→ **SET EXERCISE**: Reproduce only the rows from the line with "Now, the query is: sand texture" to the line with "[0,0,400,80]", both included, with the requests unchanged. Shift every bounding-box coordinate by -55.
☆ ☆ ☆ ☆ ☆
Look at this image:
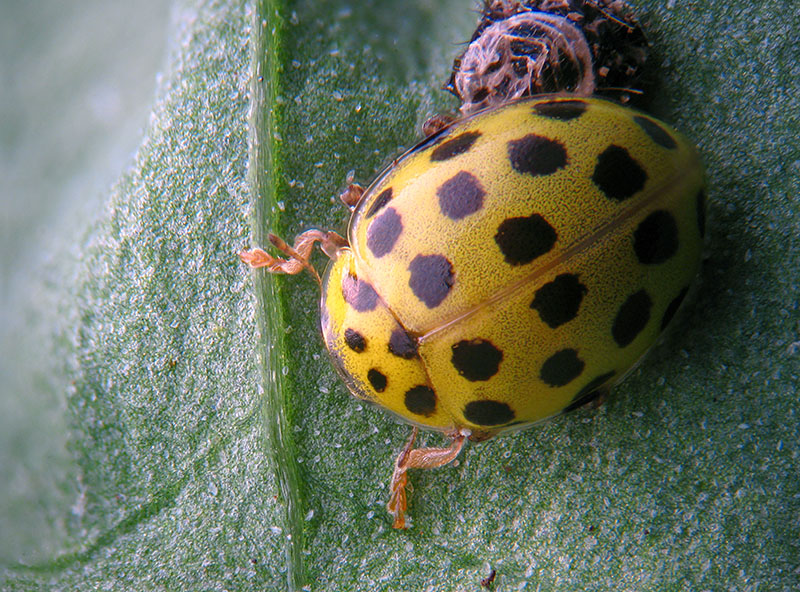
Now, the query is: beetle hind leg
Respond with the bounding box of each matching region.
[386,428,469,528]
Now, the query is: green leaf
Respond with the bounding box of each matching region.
[0,0,800,591]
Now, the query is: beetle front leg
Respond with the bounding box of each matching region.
[239,229,347,284]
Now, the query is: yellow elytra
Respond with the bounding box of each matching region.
[245,96,705,527]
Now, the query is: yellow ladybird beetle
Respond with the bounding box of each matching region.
[241,95,705,528]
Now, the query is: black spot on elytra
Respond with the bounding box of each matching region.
[464,401,516,426]
[611,290,653,347]
[661,286,689,331]
[695,189,706,238]
[494,214,558,265]
[367,368,386,393]
[389,329,417,360]
[508,134,567,176]
[450,339,503,382]
[592,145,647,201]
[367,208,403,258]
[539,348,585,386]
[342,273,378,312]
[436,171,486,220]
[405,385,436,417]
[408,255,455,308]
[533,99,587,121]
[564,371,615,413]
[366,187,394,219]
[633,210,678,265]
[344,327,367,354]
[431,132,481,162]
[633,115,678,150]
[531,273,588,329]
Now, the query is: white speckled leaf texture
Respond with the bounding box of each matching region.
[0,0,800,592]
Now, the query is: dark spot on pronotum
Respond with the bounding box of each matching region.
[436,171,486,220]
[389,329,417,360]
[633,210,678,265]
[344,327,367,354]
[494,214,558,265]
[450,339,503,382]
[592,145,647,201]
[539,348,585,386]
[508,134,567,176]
[408,255,455,308]
[533,99,587,121]
[464,401,516,426]
[531,273,588,329]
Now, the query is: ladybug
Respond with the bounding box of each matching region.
[241,95,705,528]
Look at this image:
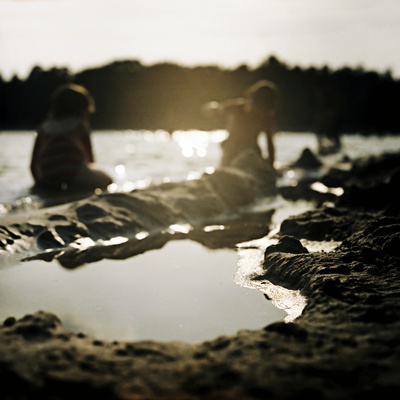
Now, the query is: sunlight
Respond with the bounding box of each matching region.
[172,130,210,158]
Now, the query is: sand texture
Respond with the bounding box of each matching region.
[0,148,400,400]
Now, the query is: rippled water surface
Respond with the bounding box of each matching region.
[0,131,400,342]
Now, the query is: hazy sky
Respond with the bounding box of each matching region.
[0,0,400,79]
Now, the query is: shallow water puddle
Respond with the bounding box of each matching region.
[0,240,287,343]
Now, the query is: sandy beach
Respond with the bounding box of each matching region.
[0,148,400,400]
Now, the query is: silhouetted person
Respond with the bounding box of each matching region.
[31,84,112,190]
[314,80,344,155]
[204,80,279,170]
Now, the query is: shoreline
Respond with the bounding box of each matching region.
[0,148,400,399]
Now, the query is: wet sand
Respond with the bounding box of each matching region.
[0,148,400,399]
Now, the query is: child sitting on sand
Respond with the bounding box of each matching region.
[31,84,112,191]
[204,80,279,169]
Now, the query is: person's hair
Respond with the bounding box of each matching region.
[245,79,279,108]
[50,83,95,118]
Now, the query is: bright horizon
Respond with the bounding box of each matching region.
[0,0,400,80]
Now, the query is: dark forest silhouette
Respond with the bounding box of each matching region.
[0,56,400,134]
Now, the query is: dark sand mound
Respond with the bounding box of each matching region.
[0,149,400,400]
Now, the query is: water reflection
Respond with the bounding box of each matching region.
[0,240,286,343]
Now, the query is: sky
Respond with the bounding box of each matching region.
[0,0,400,79]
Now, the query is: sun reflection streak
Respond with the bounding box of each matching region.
[172,130,211,158]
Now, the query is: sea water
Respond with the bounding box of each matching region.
[0,131,400,342]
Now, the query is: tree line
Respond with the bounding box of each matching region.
[0,56,400,134]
☆ ☆ ☆ ☆ ☆
→ **RESPONSE**:
Now, the query is: sand texture
Respond with the bounding box of each matching region.
[-55,93,345,345]
Now, the query is: rippled water surface
Respond with the bounding box of each matching region.
[-55,76,345,287]
Now, the query is: hazy sky
Respond with the bounding box of each matching region.
[-55,-55,345,24]
Now, the query is: shallow water puddle
Respond with the bounding box of each matching region.
[-55,185,232,288]
Now, the query is: sandy beach
Respond with the bounding box of each matching region.
[-55,93,345,345]
Now, the query is: silhouetted person
Respond with the bounding box of each matching region.
[-24,29,57,135]
[259,25,289,100]
[149,25,224,115]
Now, the query is: shoreline
Respond with the bounding box of each matching region.
[-55,93,345,344]
Now, the query is: wet sand
Respond with the bounding box of each matching region.
[-55,93,345,344]
Now, the query is: child sitting on sand
Respond with the bounding box of each matching region.
[-24,29,57,136]
[149,25,224,114]
Now, the query is: person's hair
Respond with the bounding box of each matching region.
[190,24,224,53]
[-5,28,40,63]
Now, the query is: bright horizon
Respond with the bounding box of each matching region.
[-55,-55,345,25]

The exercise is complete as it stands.